What you are asked to do: Return every line of the entries below that contains the word "concrete".

Exercise input:
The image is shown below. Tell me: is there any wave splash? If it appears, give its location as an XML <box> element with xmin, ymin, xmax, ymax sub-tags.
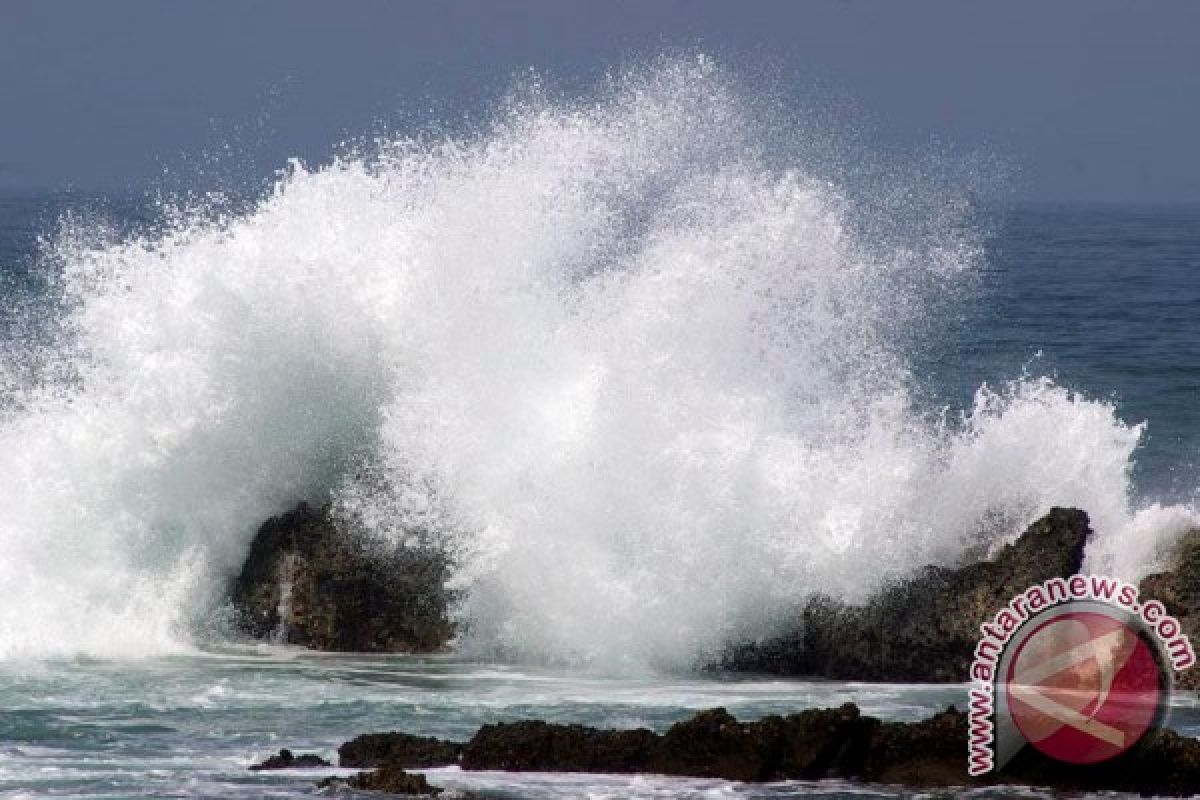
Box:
<box><xmin>0</xmin><ymin>59</ymin><xmax>1193</xmax><ymax>668</ymax></box>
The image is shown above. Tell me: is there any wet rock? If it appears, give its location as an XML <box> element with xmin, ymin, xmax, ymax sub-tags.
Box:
<box><xmin>757</xmin><ymin>703</ymin><xmax>878</xmax><ymax>781</ymax></box>
<box><xmin>461</xmin><ymin>720</ymin><xmax>659</xmax><ymax>772</ymax></box>
<box><xmin>340</xmin><ymin>704</ymin><xmax>1200</xmax><ymax>796</ymax></box>
<box><xmin>854</xmin><ymin>706</ymin><xmax>974</xmax><ymax>788</ymax></box>
<box><xmin>346</xmin><ymin>765</ymin><xmax>442</xmax><ymax>796</ymax></box>
<box><xmin>653</xmin><ymin>709</ymin><xmax>780</xmax><ymax>781</ymax></box>
<box><xmin>721</xmin><ymin>509</ymin><xmax>1091</xmax><ymax>682</ymax></box>
<box><xmin>337</xmin><ymin>732</ymin><xmax>463</xmax><ymax>769</ymax></box>
<box><xmin>1139</xmin><ymin>529</ymin><xmax>1200</xmax><ymax>690</ymax></box>
<box><xmin>232</xmin><ymin>504</ymin><xmax>454</xmax><ymax>652</ymax></box>
<box><xmin>248</xmin><ymin>750</ymin><xmax>330</xmax><ymax>771</ymax></box>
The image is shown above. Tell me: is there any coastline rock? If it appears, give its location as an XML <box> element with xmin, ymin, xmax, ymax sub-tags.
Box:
<box><xmin>317</xmin><ymin>766</ymin><xmax>444</xmax><ymax>798</ymax></box>
<box><xmin>337</xmin><ymin>730</ymin><xmax>463</xmax><ymax>769</ymax></box>
<box><xmin>246</xmin><ymin>748</ymin><xmax>330</xmax><ymax>772</ymax></box>
<box><xmin>460</xmin><ymin>720</ymin><xmax>659</xmax><ymax>772</ymax></box>
<box><xmin>1139</xmin><ymin>529</ymin><xmax>1200</xmax><ymax>690</ymax></box>
<box><xmin>347</xmin><ymin>766</ymin><xmax>442</xmax><ymax>795</ymax></box>
<box><xmin>232</xmin><ymin>504</ymin><xmax>454</xmax><ymax>652</ymax></box>
<box><xmin>721</xmin><ymin>509</ymin><xmax>1091</xmax><ymax>682</ymax></box>
<box><xmin>338</xmin><ymin>703</ymin><xmax>1200</xmax><ymax>796</ymax></box>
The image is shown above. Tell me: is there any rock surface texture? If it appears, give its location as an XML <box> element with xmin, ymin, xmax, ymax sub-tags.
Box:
<box><xmin>721</xmin><ymin>509</ymin><xmax>1091</xmax><ymax>682</ymax></box>
<box><xmin>333</xmin><ymin>703</ymin><xmax>1200</xmax><ymax>796</ymax></box>
<box><xmin>232</xmin><ymin>504</ymin><xmax>454</xmax><ymax>652</ymax></box>
<box><xmin>1139</xmin><ymin>529</ymin><xmax>1200</xmax><ymax>690</ymax></box>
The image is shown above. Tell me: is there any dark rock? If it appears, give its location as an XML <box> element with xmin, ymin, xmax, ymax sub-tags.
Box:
<box><xmin>653</xmin><ymin>709</ymin><xmax>781</xmax><ymax>781</ymax></box>
<box><xmin>856</xmin><ymin>706</ymin><xmax>974</xmax><ymax>787</ymax></box>
<box><xmin>248</xmin><ymin>750</ymin><xmax>330</xmax><ymax>771</ymax></box>
<box><xmin>461</xmin><ymin>720</ymin><xmax>659</xmax><ymax>772</ymax></box>
<box><xmin>232</xmin><ymin>504</ymin><xmax>454</xmax><ymax>652</ymax></box>
<box><xmin>337</xmin><ymin>732</ymin><xmax>463</xmax><ymax>769</ymax></box>
<box><xmin>1139</xmin><ymin>529</ymin><xmax>1200</xmax><ymax>690</ymax></box>
<box><xmin>346</xmin><ymin>765</ymin><xmax>442</xmax><ymax>795</ymax></box>
<box><xmin>350</xmin><ymin>704</ymin><xmax>1200</xmax><ymax>796</ymax></box>
<box><xmin>772</xmin><ymin>703</ymin><xmax>878</xmax><ymax>781</ymax></box>
<box><xmin>722</xmin><ymin>509</ymin><xmax>1091</xmax><ymax>682</ymax></box>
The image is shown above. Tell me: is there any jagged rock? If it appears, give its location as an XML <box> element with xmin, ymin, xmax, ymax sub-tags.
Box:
<box><xmin>722</xmin><ymin>509</ymin><xmax>1091</xmax><ymax>682</ymax></box>
<box><xmin>248</xmin><ymin>748</ymin><xmax>330</xmax><ymax>771</ymax></box>
<box><xmin>1139</xmin><ymin>529</ymin><xmax>1200</xmax><ymax>690</ymax></box>
<box><xmin>461</xmin><ymin>720</ymin><xmax>659</xmax><ymax>772</ymax></box>
<box><xmin>338</xmin><ymin>703</ymin><xmax>1200</xmax><ymax>796</ymax></box>
<box><xmin>653</xmin><ymin>709</ymin><xmax>781</xmax><ymax>781</ymax></box>
<box><xmin>232</xmin><ymin>504</ymin><xmax>454</xmax><ymax>652</ymax></box>
<box><xmin>346</xmin><ymin>765</ymin><xmax>442</xmax><ymax>796</ymax></box>
<box><xmin>337</xmin><ymin>730</ymin><xmax>463</xmax><ymax>769</ymax></box>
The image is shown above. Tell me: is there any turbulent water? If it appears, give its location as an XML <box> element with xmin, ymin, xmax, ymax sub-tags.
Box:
<box><xmin>0</xmin><ymin>60</ymin><xmax>1198</xmax><ymax>795</ymax></box>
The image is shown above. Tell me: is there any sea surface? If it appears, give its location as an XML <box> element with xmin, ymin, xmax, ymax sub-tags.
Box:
<box><xmin>0</xmin><ymin>64</ymin><xmax>1200</xmax><ymax>798</ymax></box>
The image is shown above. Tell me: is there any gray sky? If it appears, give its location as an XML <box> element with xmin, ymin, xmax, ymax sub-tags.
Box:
<box><xmin>0</xmin><ymin>0</ymin><xmax>1200</xmax><ymax>203</ymax></box>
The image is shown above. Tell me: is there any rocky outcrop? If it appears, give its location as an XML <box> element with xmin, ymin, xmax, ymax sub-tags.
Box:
<box><xmin>333</xmin><ymin>704</ymin><xmax>1200</xmax><ymax>796</ymax></box>
<box><xmin>247</xmin><ymin>748</ymin><xmax>329</xmax><ymax>772</ymax></box>
<box><xmin>317</xmin><ymin>765</ymin><xmax>441</xmax><ymax>796</ymax></box>
<box><xmin>1139</xmin><ymin>529</ymin><xmax>1200</xmax><ymax>690</ymax></box>
<box><xmin>232</xmin><ymin>504</ymin><xmax>454</xmax><ymax>652</ymax></box>
<box><xmin>460</xmin><ymin>720</ymin><xmax>659</xmax><ymax>772</ymax></box>
<box><xmin>346</xmin><ymin>765</ymin><xmax>442</xmax><ymax>795</ymax></box>
<box><xmin>337</xmin><ymin>730</ymin><xmax>462</xmax><ymax>769</ymax></box>
<box><xmin>721</xmin><ymin>509</ymin><xmax>1091</xmax><ymax>682</ymax></box>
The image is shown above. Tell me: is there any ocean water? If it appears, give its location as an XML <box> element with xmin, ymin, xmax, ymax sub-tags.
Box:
<box><xmin>0</xmin><ymin>60</ymin><xmax>1200</xmax><ymax>798</ymax></box>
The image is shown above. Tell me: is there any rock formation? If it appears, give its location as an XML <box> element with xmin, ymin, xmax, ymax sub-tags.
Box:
<box><xmin>721</xmin><ymin>509</ymin><xmax>1091</xmax><ymax>682</ymax></box>
<box><xmin>232</xmin><ymin>504</ymin><xmax>454</xmax><ymax>652</ymax></box>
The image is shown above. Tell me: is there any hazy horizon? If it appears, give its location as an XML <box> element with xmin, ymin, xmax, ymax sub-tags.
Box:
<box><xmin>0</xmin><ymin>0</ymin><xmax>1200</xmax><ymax>205</ymax></box>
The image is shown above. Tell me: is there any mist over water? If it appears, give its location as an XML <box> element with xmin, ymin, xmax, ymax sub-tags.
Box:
<box><xmin>0</xmin><ymin>59</ymin><xmax>1194</xmax><ymax>669</ymax></box>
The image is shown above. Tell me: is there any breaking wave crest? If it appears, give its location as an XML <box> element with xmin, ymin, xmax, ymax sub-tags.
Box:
<box><xmin>0</xmin><ymin>59</ymin><xmax>1193</xmax><ymax>668</ymax></box>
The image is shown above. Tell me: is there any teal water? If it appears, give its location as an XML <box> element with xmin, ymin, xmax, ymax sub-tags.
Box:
<box><xmin>7</xmin><ymin>97</ymin><xmax>1200</xmax><ymax>798</ymax></box>
<box><xmin>0</xmin><ymin>648</ymin><xmax>962</xmax><ymax>798</ymax></box>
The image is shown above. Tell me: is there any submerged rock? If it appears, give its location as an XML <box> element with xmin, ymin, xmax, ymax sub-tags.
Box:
<box><xmin>333</xmin><ymin>703</ymin><xmax>1200</xmax><ymax>796</ymax></box>
<box><xmin>247</xmin><ymin>748</ymin><xmax>330</xmax><ymax>771</ymax></box>
<box><xmin>337</xmin><ymin>730</ymin><xmax>463</xmax><ymax>769</ymax></box>
<box><xmin>347</xmin><ymin>765</ymin><xmax>442</xmax><ymax>795</ymax></box>
<box><xmin>722</xmin><ymin>509</ymin><xmax>1091</xmax><ymax>682</ymax></box>
<box><xmin>1139</xmin><ymin>529</ymin><xmax>1200</xmax><ymax>690</ymax></box>
<box><xmin>317</xmin><ymin>766</ymin><xmax>443</xmax><ymax>796</ymax></box>
<box><xmin>232</xmin><ymin>504</ymin><xmax>454</xmax><ymax>652</ymax></box>
<box><xmin>461</xmin><ymin>720</ymin><xmax>659</xmax><ymax>772</ymax></box>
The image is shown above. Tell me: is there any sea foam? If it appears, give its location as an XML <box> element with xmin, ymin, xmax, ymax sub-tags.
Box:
<box><xmin>0</xmin><ymin>59</ymin><xmax>1193</xmax><ymax>669</ymax></box>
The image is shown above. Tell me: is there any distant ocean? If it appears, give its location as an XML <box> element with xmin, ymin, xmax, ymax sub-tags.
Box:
<box><xmin>0</xmin><ymin>64</ymin><xmax>1200</xmax><ymax>798</ymax></box>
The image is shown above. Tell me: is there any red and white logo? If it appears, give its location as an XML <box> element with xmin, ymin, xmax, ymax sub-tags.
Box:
<box><xmin>1003</xmin><ymin>610</ymin><xmax>1168</xmax><ymax>764</ymax></box>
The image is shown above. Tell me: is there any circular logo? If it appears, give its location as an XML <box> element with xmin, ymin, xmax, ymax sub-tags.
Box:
<box><xmin>1004</xmin><ymin>608</ymin><xmax>1168</xmax><ymax>764</ymax></box>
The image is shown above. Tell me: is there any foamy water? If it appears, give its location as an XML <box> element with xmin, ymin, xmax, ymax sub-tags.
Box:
<box><xmin>0</xmin><ymin>60</ymin><xmax>1194</xmax><ymax>669</ymax></box>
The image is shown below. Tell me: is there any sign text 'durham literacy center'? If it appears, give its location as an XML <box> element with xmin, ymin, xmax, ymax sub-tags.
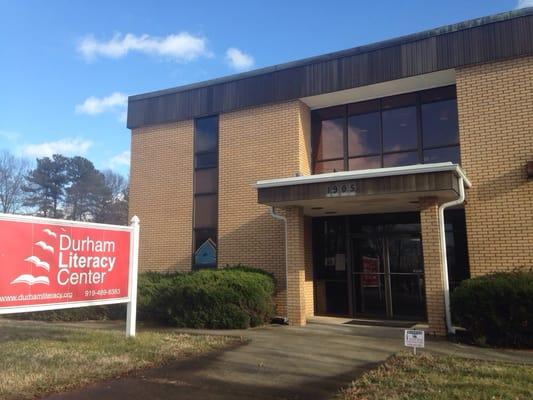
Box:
<box><xmin>0</xmin><ymin>217</ymin><xmax>132</xmax><ymax>311</ymax></box>
<box><xmin>57</xmin><ymin>234</ymin><xmax>117</xmax><ymax>285</ymax></box>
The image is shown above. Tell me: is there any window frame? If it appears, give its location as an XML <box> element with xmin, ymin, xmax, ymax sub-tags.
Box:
<box><xmin>191</xmin><ymin>114</ymin><xmax>220</xmax><ymax>271</ymax></box>
<box><xmin>311</xmin><ymin>84</ymin><xmax>461</xmax><ymax>174</ymax></box>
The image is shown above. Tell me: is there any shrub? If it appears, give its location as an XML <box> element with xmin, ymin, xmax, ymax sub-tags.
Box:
<box><xmin>10</xmin><ymin>265</ymin><xmax>275</xmax><ymax>329</ymax></box>
<box><xmin>138</xmin><ymin>266</ymin><xmax>275</xmax><ymax>329</ymax></box>
<box><xmin>451</xmin><ymin>271</ymin><xmax>533</xmax><ymax>348</ymax></box>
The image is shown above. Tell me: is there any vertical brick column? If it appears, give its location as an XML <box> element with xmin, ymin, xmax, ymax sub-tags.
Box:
<box><xmin>420</xmin><ymin>197</ymin><xmax>446</xmax><ymax>336</ymax></box>
<box><xmin>285</xmin><ymin>207</ymin><xmax>313</xmax><ymax>325</ymax></box>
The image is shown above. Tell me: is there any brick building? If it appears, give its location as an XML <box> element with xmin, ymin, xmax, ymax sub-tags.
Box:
<box><xmin>128</xmin><ymin>8</ymin><xmax>533</xmax><ymax>334</ymax></box>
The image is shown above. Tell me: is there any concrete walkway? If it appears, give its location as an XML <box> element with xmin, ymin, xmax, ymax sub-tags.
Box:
<box><xmin>44</xmin><ymin>323</ymin><xmax>533</xmax><ymax>400</ymax></box>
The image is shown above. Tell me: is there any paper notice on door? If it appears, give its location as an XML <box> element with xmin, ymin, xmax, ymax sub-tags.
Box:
<box><xmin>335</xmin><ymin>253</ymin><xmax>346</xmax><ymax>271</ymax></box>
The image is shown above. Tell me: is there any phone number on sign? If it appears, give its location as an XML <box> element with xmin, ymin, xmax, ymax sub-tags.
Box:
<box><xmin>85</xmin><ymin>289</ymin><xmax>120</xmax><ymax>297</ymax></box>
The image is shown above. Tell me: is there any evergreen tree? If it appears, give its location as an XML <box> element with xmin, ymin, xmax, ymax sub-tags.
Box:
<box><xmin>23</xmin><ymin>154</ymin><xmax>69</xmax><ymax>218</ymax></box>
<box><xmin>65</xmin><ymin>157</ymin><xmax>111</xmax><ymax>221</ymax></box>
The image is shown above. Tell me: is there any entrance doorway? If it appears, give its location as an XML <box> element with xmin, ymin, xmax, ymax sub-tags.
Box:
<box><xmin>350</xmin><ymin>223</ymin><xmax>426</xmax><ymax>321</ymax></box>
<box><xmin>313</xmin><ymin>213</ymin><xmax>426</xmax><ymax>321</ymax></box>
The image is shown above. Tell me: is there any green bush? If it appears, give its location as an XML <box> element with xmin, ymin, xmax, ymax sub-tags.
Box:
<box><xmin>9</xmin><ymin>265</ymin><xmax>275</xmax><ymax>329</ymax></box>
<box><xmin>138</xmin><ymin>266</ymin><xmax>275</xmax><ymax>329</ymax></box>
<box><xmin>451</xmin><ymin>271</ymin><xmax>533</xmax><ymax>348</ymax></box>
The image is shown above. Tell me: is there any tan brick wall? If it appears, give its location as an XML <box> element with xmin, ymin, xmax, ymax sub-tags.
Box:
<box><xmin>218</xmin><ymin>101</ymin><xmax>310</xmax><ymax>315</ymax></box>
<box><xmin>420</xmin><ymin>197</ymin><xmax>446</xmax><ymax>335</ymax></box>
<box><xmin>286</xmin><ymin>207</ymin><xmax>313</xmax><ymax>325</ymax></box>
<box><xmin>130</xmin><ymin>121</ymin><xmax>193</xmax><ymax>271</ymax></box>
<box><xmin>457</xmin><ymin>57</ymin><xmax>533</xmax><ymax>276</ymax></box>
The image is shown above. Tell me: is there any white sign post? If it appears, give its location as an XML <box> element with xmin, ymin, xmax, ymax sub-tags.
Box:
<box><xmin>0</xmin><ymin>214</ymin><xmax>140</xmax><ymax>337</ymax></box>
<box><xmin>404</xmin><ymin>329</ymin><xmax>424</xmax><ymax>354</ymax></box>
<box><xmin>126</xmin><ymin>215</ymin><xmax>139</xmax><ymax>337</ymax></box>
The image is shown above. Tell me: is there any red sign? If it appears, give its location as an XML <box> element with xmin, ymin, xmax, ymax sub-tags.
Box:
<box><xmin>0</xmin><ymin>217</ymin><xmax>132</xmax><ymax>313</ymax></box>
<box><xmin>362</xmin><ymin>256</ymin><xmax>379</xmax><ymax>287</ymax></box>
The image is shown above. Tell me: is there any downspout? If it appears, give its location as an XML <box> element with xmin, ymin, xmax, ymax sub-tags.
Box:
<box><xmin>439</xmin><ymin>176</ymin><xmax>468</xmax><ymax>334</ymax></box>
<box><xmin>270</xmin><ymin>206</ymin><xmax>289</xmax><ymax>320</ymax></box>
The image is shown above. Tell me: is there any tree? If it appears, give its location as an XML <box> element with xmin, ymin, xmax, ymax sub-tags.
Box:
<box><xmin>96</xmin><ymin>170</ymin><xmax>129</xmax><ymax>225</ymax></box>
<box><xmin>65</xmin><ymin>157</ymin><xmax>111</xmax><ymax>221</ymax></box>
<box><xmin>23</xmin><ymin>154</ymin><xmax>69</xmax><ymax>218</ymax></box>
<box><xmin>0</xmin><ymin>150</ymin><xmax>29</xmax><ymax>213</ymax></box>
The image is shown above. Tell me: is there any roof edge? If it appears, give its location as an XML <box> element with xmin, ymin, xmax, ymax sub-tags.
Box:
<box><xmin>128</xmin><ymin>7</ymin><xmax>533</xmax><ymax>102</ymax></box>
<box><xmin>254</xmin><ymin>162</ymin><xmax>472</xmax><ymax>189</ymax></box>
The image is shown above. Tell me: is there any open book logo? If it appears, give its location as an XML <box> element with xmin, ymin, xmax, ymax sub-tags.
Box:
<box><xmin>11</xmin><ymin>274</ymin><xmax>50</xmax><ymax>286</ymax></box>
<box><xmin>11</xmin><ymin>228</ymin><xmax>57</xmax><ymax>286</ymax></box>
<box><xmin>24</xmin><ymin>256</ymin><xmax>50</xmax><ymax>271</ymax></box>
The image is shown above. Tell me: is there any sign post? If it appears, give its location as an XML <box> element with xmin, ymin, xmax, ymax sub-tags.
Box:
<box><xmin>0</xmin><ymin>214</ymin><xmax>139</xmax><ymax>336</ymax></box>
<box><xmin>404</xmin><ymin>329</ymin><xmax>424</xmax><ymax>354</ymax></box>
<box><xmin>126</xmin><ymin>215</ymin><xmax>139</xmax><ymax>337</ymax></box>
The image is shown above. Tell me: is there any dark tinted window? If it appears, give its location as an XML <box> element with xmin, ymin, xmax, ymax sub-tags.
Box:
<box><xmin>316</xmin><ymin>118</ymin><xmax>344</xmax><ymax>160</ymax></box>
<box><xmin>383</xmin><ymin>151</ymin><xmax>419</xmax><ymax>167</ymax></box>
<box><xmin>195</xmin><ymin>153</ymin><xmax>218</xmax><ymax>168</ymax></box>
<box><xmin>194</xmin><ymin>229</ymin><xmax>217</xmax><ymax>268</ymax></box>
<box><xmin>194</xmin><ymin>117</ymin><xmax>218</xmax><ymax>153</ymax></box>
<box><xmin>192</xmin><ymin>116</ymin><xmax>218</xmax><ymax>269</ymax></box>
<box><xmin>315</xmin><ymin>160</ymin><xmax>344</xmax><ymax>174</ymax></box>
<box><xmin>424</xmin><ymin>146</ymin><xmax>460</xmax><ymax>164</ymax></box>
<box><xmin>348</xmin><ymin>112</ymin><xmax>381</xmax><ymax>157</ymax></box>
<box><xmin>194</xmin><ymin>168</ymin><xmax>218</xmax><ymax>194</ymax></box>
<box><xmin>348</xmin><ymin>156</ymin><xmax>381</xmax><ymax>171</ymax></box>
<box><xmin>311</xmin><ymin>85</ymin><xmax>459</xmax><ymax>174</ymax></box>
<box><xmin>194</xmin><ymin>195</ymin><xmax>218</xmax><ymax>228</ymax></box>
<box><xmin>382</xmin><ymin>107</ymin><xmax>418</xmax><ymax>152</ymax></box>
<box><xmin>422</xmin><ymin>99</ymin><xmax>459</xmax><ymax>147</ymax></box>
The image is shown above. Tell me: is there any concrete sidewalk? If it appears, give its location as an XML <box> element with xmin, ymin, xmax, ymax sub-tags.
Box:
<box><xmin>42</xmin><ymin>323</ymin><xmax>533</xmax><ymax>400</ymax></box>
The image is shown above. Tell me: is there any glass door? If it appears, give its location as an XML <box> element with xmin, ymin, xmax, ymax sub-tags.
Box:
<box><xmin>352</xmin><ymin>226</ymin><xmax>390</xmax><ymax>318</ymax></box>
<box><xmin>385</xmin><ymin>227</ymin><xmax>426</xmax><ymax>320</ymax></box>
<box><xmin>351</xmin><ymin>224</ymin><xmax>426</xmax><ymax>320</ymax></box>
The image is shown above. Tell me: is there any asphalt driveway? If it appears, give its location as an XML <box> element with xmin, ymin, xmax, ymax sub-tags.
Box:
<box><xmin>44</xmin><ymin>323</ymin><xmax>533</xmax><ymax>400</ymax></box>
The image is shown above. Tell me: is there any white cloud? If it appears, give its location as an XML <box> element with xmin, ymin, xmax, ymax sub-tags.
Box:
<box><xmin>516</xmin><ymin>0</ymin><xmax>533</xmax><ymax>8</ymax></box>
<box><xmin>21</xmin><ymin>138</ymin><xmax>93</xmax><ymax>157</ymax></box>
<box><xmin>109</xmin><ymin>150</ymin><xmax>131</xmax><ymax>167</ymax></box>
<box><xmin>226</xmin><ymin>47</ymin><xmax>254</xmax><ymax>71</ymax></box>
<box><xmin>78</xmin><ymin>32</ymin><xmax>211</xmax><ymax>61</ymax></box>
<box><xmin>76</xmin><ymin>92</ymin><xmax>128</xmax><ymax>115</ymax></box>
<box><xmin>0</xmin><ymin>130</ymin><xmax>20</xmax><ymax>142</ymax></box>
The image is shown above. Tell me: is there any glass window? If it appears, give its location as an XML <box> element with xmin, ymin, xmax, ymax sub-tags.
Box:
<box><xmin>422</xmin><ymin>99</ymin><xmax>459</xmax><ymax>147</ymax></box>
<box><xmin>194</xmin><ymin>117</ymin><xmax>218</xmax><ymax>153</ymax></box>
<box><xmin>424</xmin><ymin>146</ymin><xmax>460</xmax><ymax>164</ymax></box>
<box><xmin>194</xmin><ymin>153</ymin><xmax>218</xmax><ymax>168</ymax></box>
<box><xmin>310</xmin><ymin>85</ymin><xmax>459</xmax><ymax>174</ymax></box>
<box><xmin>383</xmin><ymin>151</ymin><xmax>420</xmax><ymax>167</ymax></box>
<box><xmin>315</xmin><ymin>159</ymin><xmax>344</xmax><ymax>174</ymax></box>
<box><xmin>382</xmin><ymin>107</ymin><xmax>418</xmax><ymax>151</ymax></box>
<box><xmin>194</xmin><ymin>229</ymin><xmax>217</xmax><ymax>268</ymax></box>
<box><xmin>194</xmin><ymin>194</ymin><xmax>218</xmax><ymax>228</ymax></box>
<box><xmin>194</xmin><ymin>168</ymin><xmax>218</xmax><ymax>194</ymax></box>
<box><xmin>348</xmin><ymin>156</ymin><xmax>381</xmax><ymax>171</ymax></box>
<box><xmin>348</xmin><ymin>112</ymin><xmax>381</xmax><ymax>156</ymax></box>
<box><xmin>316</xmin><ymin>118</ymin><xmax>344</xmax><ymax>160</ymax></box>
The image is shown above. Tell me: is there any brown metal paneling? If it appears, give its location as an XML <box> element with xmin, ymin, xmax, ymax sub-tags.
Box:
<box><xmin>128</xmin><ymin>8</ymin><xmax>533</xmax><ymax>128</ymax></box>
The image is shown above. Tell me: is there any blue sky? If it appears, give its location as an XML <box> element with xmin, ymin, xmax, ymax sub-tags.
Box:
<box><xmin>0</xmin><ymin>0</ymin><xmax>533</xmax><ymax>175</ymax></box>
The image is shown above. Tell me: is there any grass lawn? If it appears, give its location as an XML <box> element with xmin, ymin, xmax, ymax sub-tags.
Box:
<box><xmin>338</xmin><ymin>353</ymin><xmax>533</xmax><ymax>400</ymax></box>
<box><xmin>0</xmin><ymin>319</ymin><xmax>236</xmax><ymax>400</ymax></box>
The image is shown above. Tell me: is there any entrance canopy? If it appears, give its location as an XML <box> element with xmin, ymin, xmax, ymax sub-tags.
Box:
<box><xmin>256</xmin><ymin>162</ymin><xmax>471</xmax><ymax>216</ymax></box>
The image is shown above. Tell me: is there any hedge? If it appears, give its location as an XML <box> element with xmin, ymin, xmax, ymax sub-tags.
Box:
<box><xmin>9</xmin><ymin>265</ymin><xmax>275</xmax><ymax>329</ymax></box>
<box><xmin>138</xmin><ymin>266</ymin><xmax>275</xmax><ymax>329</ymax></box>
<box><xmin>451</xmin><ymin>271</ymin><xmax>533</xmax><ymax>348</ymax></box>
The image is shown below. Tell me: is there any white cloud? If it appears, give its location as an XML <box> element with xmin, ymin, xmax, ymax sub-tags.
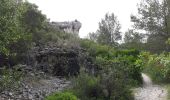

Task answer:
The image is shown above. Tell me: is there any concrete walkway? If it appears, give its location as an XML <box> element with xmin, ymin, xmax, ymax sub-tags.
The image is shown above. Tell me: is there any concrete sidewalk? If it appears, give its location as an XML <box> element with xmin, ymin, xmax, ymax sub-tags.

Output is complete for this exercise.